+++ Given data +++

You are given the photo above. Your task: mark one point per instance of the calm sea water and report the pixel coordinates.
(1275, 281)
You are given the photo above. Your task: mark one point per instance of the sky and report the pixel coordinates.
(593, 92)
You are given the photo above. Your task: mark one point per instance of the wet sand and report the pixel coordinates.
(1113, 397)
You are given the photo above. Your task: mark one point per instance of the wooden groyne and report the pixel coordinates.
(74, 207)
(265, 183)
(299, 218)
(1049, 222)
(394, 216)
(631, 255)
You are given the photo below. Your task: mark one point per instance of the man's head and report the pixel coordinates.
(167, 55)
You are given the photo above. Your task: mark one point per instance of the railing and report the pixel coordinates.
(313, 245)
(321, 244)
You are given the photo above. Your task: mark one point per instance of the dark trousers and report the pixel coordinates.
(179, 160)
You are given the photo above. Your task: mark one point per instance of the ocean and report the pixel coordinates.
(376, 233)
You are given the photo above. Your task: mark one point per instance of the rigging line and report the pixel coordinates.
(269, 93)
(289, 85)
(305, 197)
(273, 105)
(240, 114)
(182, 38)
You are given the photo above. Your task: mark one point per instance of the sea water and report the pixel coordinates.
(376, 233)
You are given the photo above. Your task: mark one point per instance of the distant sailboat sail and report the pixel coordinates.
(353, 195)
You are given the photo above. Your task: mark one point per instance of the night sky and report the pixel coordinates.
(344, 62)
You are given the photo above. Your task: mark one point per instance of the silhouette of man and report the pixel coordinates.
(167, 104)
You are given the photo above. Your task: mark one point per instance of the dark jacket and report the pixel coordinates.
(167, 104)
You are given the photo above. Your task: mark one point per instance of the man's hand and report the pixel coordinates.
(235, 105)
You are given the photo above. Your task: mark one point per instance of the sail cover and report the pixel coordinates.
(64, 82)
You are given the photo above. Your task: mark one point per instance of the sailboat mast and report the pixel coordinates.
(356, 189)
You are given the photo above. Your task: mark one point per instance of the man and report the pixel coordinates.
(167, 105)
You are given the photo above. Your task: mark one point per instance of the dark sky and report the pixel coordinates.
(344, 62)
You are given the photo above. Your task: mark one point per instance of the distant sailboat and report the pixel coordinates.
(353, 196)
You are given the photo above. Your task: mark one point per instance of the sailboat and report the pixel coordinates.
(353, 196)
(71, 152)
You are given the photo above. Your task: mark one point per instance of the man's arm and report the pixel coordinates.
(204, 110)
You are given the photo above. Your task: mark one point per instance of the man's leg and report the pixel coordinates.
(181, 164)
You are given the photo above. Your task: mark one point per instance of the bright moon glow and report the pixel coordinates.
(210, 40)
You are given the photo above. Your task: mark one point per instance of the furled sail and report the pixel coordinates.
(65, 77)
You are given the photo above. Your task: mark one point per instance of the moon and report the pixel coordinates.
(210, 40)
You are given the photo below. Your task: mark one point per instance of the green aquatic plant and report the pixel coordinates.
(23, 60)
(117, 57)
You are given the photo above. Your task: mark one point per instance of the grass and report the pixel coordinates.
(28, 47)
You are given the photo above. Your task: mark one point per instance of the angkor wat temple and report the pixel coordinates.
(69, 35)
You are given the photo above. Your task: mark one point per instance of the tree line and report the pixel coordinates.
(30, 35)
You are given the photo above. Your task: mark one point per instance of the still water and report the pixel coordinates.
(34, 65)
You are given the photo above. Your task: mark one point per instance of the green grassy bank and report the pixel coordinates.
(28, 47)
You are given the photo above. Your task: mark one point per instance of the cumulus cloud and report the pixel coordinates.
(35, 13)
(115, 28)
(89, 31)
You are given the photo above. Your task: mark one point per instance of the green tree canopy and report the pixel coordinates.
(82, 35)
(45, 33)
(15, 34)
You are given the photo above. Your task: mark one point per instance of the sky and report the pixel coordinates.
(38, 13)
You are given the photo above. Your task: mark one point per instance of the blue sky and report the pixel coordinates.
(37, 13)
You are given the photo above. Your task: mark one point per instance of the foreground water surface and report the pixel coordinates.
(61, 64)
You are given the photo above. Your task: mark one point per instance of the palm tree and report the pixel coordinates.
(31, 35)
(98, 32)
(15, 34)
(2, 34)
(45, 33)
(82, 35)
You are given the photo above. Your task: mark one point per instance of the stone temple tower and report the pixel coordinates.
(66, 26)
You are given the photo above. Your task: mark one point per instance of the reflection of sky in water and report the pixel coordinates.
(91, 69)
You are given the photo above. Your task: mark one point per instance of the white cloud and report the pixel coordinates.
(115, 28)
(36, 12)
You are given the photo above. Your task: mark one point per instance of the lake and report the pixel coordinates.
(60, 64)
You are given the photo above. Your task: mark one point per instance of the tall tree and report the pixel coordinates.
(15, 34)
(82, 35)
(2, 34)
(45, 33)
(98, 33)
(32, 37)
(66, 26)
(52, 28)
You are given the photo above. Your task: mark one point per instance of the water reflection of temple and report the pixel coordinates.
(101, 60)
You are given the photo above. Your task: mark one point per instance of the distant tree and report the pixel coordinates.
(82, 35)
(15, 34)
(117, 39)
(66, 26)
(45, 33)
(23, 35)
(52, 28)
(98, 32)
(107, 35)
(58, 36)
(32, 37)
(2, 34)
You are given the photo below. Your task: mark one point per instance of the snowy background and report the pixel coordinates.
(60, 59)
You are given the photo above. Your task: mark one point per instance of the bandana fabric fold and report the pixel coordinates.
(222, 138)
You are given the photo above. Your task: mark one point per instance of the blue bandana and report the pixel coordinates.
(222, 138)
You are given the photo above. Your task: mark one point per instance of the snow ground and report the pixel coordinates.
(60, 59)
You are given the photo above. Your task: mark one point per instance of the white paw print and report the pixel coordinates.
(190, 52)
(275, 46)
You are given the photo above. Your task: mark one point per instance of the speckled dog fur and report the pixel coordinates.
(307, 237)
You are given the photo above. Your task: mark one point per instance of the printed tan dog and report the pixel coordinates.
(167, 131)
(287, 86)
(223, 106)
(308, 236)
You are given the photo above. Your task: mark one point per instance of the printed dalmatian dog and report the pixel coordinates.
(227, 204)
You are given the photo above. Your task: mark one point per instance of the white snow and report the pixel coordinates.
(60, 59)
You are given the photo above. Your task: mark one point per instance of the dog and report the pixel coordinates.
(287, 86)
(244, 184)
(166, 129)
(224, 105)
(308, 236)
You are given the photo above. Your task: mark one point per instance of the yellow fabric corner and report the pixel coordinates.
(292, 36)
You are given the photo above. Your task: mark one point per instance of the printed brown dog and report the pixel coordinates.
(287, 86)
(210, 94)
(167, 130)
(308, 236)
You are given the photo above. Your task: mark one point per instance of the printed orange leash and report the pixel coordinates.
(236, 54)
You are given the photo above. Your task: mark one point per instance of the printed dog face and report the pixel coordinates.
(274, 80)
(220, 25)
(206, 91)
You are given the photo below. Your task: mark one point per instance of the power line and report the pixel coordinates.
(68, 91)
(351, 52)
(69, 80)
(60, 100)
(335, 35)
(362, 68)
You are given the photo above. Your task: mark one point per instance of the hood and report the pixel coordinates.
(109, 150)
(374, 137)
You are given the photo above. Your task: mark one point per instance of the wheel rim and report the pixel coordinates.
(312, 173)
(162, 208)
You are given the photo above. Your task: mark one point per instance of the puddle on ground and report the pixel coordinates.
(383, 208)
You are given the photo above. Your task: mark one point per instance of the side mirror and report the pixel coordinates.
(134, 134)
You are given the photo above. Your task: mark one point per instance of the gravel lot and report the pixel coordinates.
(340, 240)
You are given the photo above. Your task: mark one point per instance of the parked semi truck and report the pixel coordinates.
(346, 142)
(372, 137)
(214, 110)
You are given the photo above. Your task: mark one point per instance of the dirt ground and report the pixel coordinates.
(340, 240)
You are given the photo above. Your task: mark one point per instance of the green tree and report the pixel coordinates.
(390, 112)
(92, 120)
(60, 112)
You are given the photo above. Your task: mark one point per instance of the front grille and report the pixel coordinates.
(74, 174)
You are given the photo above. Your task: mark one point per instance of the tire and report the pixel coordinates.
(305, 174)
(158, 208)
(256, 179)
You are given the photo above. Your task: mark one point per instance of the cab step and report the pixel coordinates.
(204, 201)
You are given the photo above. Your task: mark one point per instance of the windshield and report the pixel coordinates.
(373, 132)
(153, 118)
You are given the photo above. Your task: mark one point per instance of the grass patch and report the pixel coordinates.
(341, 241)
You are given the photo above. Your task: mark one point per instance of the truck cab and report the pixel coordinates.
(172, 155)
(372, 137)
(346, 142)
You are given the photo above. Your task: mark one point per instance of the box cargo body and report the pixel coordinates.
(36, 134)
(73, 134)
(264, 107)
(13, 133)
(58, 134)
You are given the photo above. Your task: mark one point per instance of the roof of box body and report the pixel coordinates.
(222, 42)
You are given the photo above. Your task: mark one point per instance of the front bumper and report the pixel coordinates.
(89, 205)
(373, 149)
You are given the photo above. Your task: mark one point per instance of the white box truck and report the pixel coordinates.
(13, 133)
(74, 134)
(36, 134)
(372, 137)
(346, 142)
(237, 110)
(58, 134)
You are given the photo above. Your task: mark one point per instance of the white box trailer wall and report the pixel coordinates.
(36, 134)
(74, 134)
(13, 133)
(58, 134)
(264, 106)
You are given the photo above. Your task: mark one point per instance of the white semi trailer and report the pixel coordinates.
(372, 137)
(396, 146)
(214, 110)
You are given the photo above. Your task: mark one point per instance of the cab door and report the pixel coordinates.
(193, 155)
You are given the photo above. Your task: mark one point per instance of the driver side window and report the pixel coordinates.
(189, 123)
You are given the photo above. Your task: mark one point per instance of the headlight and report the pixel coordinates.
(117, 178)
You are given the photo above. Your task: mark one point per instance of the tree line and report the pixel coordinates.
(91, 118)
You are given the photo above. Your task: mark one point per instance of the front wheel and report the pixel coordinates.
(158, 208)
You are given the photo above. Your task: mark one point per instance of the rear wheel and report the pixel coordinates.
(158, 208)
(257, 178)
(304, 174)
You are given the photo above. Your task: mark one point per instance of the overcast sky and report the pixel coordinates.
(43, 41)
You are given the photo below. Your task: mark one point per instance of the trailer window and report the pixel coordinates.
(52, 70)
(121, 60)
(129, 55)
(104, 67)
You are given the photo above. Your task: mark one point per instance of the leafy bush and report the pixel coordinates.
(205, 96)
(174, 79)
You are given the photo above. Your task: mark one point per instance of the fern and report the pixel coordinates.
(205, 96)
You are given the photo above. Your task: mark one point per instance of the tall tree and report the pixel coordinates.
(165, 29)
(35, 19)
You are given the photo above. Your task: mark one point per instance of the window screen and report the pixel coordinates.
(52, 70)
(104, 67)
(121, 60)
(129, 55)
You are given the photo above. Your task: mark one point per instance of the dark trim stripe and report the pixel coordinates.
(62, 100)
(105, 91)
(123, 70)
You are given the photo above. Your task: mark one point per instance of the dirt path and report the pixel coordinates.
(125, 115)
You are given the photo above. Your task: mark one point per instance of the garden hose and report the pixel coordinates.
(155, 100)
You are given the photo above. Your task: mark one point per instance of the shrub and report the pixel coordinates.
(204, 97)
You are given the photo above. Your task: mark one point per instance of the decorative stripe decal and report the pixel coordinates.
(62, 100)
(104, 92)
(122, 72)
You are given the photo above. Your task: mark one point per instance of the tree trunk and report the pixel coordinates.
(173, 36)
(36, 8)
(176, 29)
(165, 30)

+++

Task instructions — Begin at the start of the records and stop after the line that contains "(1113, 397)". Write only those lines again, with "pixel coordinates" changed to "image coordinates" and everything else left as it is.

Written response —
You are given the photo above. Your task: mark one point per instance of the calm sea water and report the image coordinates.
(1275, 281)
You are given the photo above. Your task: mark one point per instance of the sky and report the image coordinates.
(593, 92)
You are given the photo above. Your task: mark one point per instance of the wet sand and report the image coordinates.
(1113, 397)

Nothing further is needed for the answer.